--- WORK REQUEST ---
All the entries need to be quoted exactly, apart from the pictures, which you should drop.

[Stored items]

# # # # #

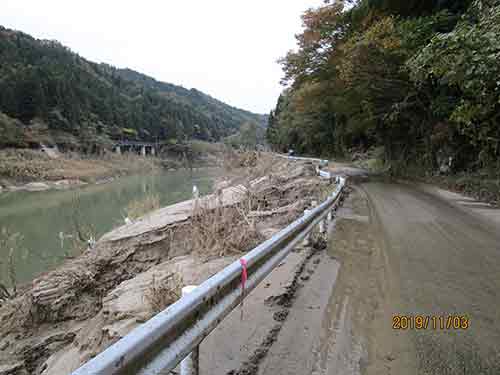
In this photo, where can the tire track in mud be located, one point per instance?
(285, 302)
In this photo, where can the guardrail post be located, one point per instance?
(306, 239)
(191, 364)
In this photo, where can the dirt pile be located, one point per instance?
(72, 313)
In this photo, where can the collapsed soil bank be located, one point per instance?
(70, 314)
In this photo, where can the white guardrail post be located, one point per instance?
(191, 364)
(174, 335)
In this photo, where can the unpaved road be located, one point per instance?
(395, 250)
(431, 255)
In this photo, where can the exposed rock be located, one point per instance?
(126, 307)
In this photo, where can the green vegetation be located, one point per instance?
(50, 94)
(418, 78)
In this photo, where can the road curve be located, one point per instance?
(443, 258)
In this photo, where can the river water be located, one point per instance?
(41, 217)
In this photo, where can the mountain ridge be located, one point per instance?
(50, 93)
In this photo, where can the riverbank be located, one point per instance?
(34, 170)
(68, 315)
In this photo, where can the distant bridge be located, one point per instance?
(143, 148)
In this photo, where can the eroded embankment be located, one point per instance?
(69, 315)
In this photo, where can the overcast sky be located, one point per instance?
(225, 48)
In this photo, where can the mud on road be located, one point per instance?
(405, 251)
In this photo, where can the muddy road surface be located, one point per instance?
(397, 253)
(420, 269)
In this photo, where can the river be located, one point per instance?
(41, 217)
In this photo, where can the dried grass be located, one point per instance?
(222, 231)
(162, 294)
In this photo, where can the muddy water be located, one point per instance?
(42, 217)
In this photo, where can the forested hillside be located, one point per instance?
(420, 80)
(48, 93)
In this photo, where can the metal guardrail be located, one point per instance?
(160, 344)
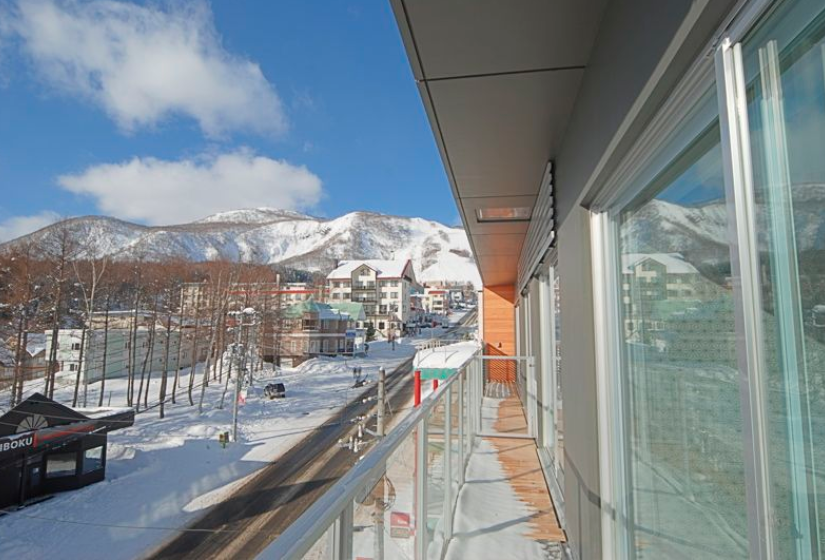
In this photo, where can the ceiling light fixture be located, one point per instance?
(511, 214)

# # # # #

--- TASK ANSWER ---
In this photo, where can the tire track in mud be located, one point per instance?
(285, 302)
In this photo, where can the guardrail post be located, one point per instance?
(306, 239)
(191, 364)
In this photo, where can the dirt pile be located, one point per instance?
(72, 313)
In this photo, where can the collapsed soil bank be located, one point per instance?
(70, 314)
In this photo, where can the white guardrail post be located, one point per instance?
(191, 364)
(174, 335)
In this photo, where can the unpaved road be located, one point per instance?
(395, 250)
(431, 255)
In this photo, where can the exposed rock be located, one point per instance?
(126, 307)
In this photo, where can the green vegetation be located, one point per instance?
(50, 94)
(418, 78)
In this photo, where can the road curve be located, one point per instance?
(443, 258)
In this photo, where can the river water be located, one point per instance?
(41, 217)
In this photo, where can the mountain ridge be located, one point per instance?
(50, 93)
In this photo, where can the riverbank be located, one point per instance?
(34, 170)
(68, 315)
In this photo, where can the distant bridge be located, one point per instance?
(143, 148)
In this photo, where can the eroded embankment be located, one point per instance?
(69, 315)
In this photo, where can the overcast sky be located, one point per instance?
(225, 48)
In this photo, where can the mud on road be located, one point per instance?
(405, 251)
In this photo, where can the muddy road surface be located, one point per instance?
(397, 253)
(420, 269)
In this photo, where can the river be located, one point per instance?
(41, 217)
In this photo, where can the dried grass be located, one point per instance?
(222, 231)
(162, 294)
In this photo, where can the muddy water be located, one point per instance?
(42, 217)
In this photo, where can the forested hillside be located, one point per instance?
(420, 80)
(48, 93)
In this photo, where can the metal guardrail be located, one point per instance?
(160, 344)
In this photo, where can the ceiling light fixture be located, one point per instance?
(511, 214)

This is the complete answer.